◆ Cuplikan teks
·····
17 Oktober 2025

opini musri nauli : Amanat Reformasi TNI: Dari Dwifungsi Menuju Profesionalisme


 
Reformasi Tentara Nasional Indonesia (TNI) yang dimulai setelah tahun 1998 merupakan salah satu agenda terpenting dalam transisi menuju demokrasi di Indonesia. Inti dari gerakan ini adalah mengakhiri konsep Dwifungsi ABRI (Angkatan Bersenjata Republik Indonesia) dan mengembalikan militer ke fungsi tunggalnya sebagai alat pertahanan negara yang profesional, non-politik, serta tunduk pada prinsip supremasi sipil dan hukum.

Progres Historis Reformasi TNI (1998–2007)


Upaya reformasi TNI berfokus pada tiga pilar utama: doktrin, struktur, dan kultur. Secara kelembagaan, TNI menunjukkan progres yang signifikan pada fase awal. Pencapaian fundamental adalah pemisahan TNI dan Polri (didasarkan UU No. 2/2002 dan TAP MPR No. VII/MPR/2000), yang secara jelas membatasi TNI pada fungsi pertahanan dan Polri pada fungsi keamanan.


Secara politik, reformasi ini berhasil dalam menarik militer dari arena legislatif melalui penghapusan Fraksi TNI/Polri di DPR/MPR pada tahun 2004, menjadikan netralitas militer sebagai komitmen formal. Landasan hukum supremasi sipil pun diperkuat dengan disahkannya UU No. 34 Tahun 2004 tentang TNI. Secara struktural, organisasi internal telah disesuaikan dengan menghilangkan peran sosial politik, seperti likuidasi Staf Kekaryaan dan Sospoldam.

Meskipun demikian, ada dua area penting yang menunjukkan progres lambat dan belum tuntas. 


Pertama, reformasi peradilan militer. Meskipun TAP MPR No. VII/MPR/2000 mengamanatkan anggota TNI yang melakukan tindak pidana umum diadili di peradilan umum, realitasnya mereka masih tunduk pada UU No. 31/1997 tentang Peradilan Militer, menghambat akuntabilitas publik, terutama dalam kasus HAM. Kedua, amanat penghapusan bisnis TNI (Pasal 76 UU 34/2004) berjalan sangat lambat, menghadapi tantangan besar terkait akuntabilitas dan transparansi.


Stagnasi dan Pergeseran ke Arah Kemunduran (Kondisi Saat Ini)


Jika dibandingkan dengan semangat reformasi awal, kondisi TNI saat ini menunjukkan adanya sinyal stagnasi dan bahkan kemunduran dalam beberapa aspek kunci, terutama terkait hubungan sipil-militer dan non-politik.


Residu Dwifungsi melalui Jabatan Sipil dan OMSP: Amanat reformasi tegas membatasi peran TNI pada pertahanan. Namun, saat ini, muncul kecenderungan perluasan peran militer aktif di ranah sipil. Hal ini diperkuat dengan revisi UU TNI dan beberapa kebijakan yang memungkinkan perwira aktif menduduki jabatan sipil. Perluasan ini, yang sering disebut sebagai "multifungsi TNI," secara efektif mengembalikan militer ke dalam urusan birokrasi dan politik sipil.
·····
◆ Cuplikan data
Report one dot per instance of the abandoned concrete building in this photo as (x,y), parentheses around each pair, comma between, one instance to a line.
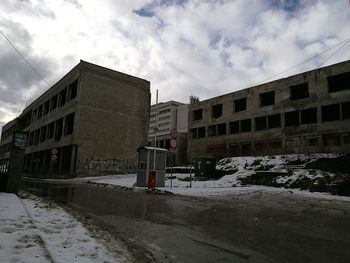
·····
◆ Kerjakan berikut ini
[1] Jelaskan dalam satu sampai tiga kalimat mengapa teks tentang reformasi TNI menganggap perluasan peran perwira aktif di jabatan sipil sebagai residu Dwifungsi.
[2] Teruskan teks tentang reformasi TNI mulai dari kalimat terakhirnya.

◆ Hasil tiap tugas
[1] Amanat reformasi tegas membatasi peran TNI pada fungsi pertahanan. Perluasan peran militer aktif di ranah sipil, yang diperkuat revisi UU TNI dan kebijakan yang memungkinkan perwira aktif menduduki jabatan sipil, secara efektif mengembalikan militer ke dalam urusan birokrasi dan politik sipil. Perluasan ini sering disebut sebagai "multifungsi TNI."

[2]
Selain itu, perluasan Operasi Militer Selain Perang (OMSP) ke dalam program-program sipil seperti ketahanan pangan, dipertanyakan karena mengaburkan fungsi utama pertahanan dan mengintervensi ranah sipil.


Akuntabilitas yang Belum Tuntas: Isu peradilan militer yang belum direformasi tetap menjadi ganjalan. Pengadilan militer yang masih berkuasa penuh atas kasus pidana umum yang dilakukan prajurit aktif adalah pengingkaran terhadap mandat reformasi dan menghambat upaya penegakan hukum yang berkeadilan dan akuntabel.


Ancaman terhadap Supremasi Sipil: Perluasan jabatan sipil untuk militer aktif merupakan ancaman nyata terhadap prinsip meritokrasi dalam birokrasi dan supremasi sipil. Ini adalah residu Dwifungsi dalam bentuk baru yang membahayakan konsolidasi demokrasi.


Apakah Amanat Reformasi Sudah Sesuai?


Secara formal dan struktural, langkah awal reformasi TNI telah berhasil dengan dicabutnya Dwifungsi dan dihapusnya fraksi militer di parlemen. Namun, secara substansial dan kultural, reformasi TNI belum tuntas dan cenderung mengalami kemunduran dalam aspek non-politik dan akuntabilitas.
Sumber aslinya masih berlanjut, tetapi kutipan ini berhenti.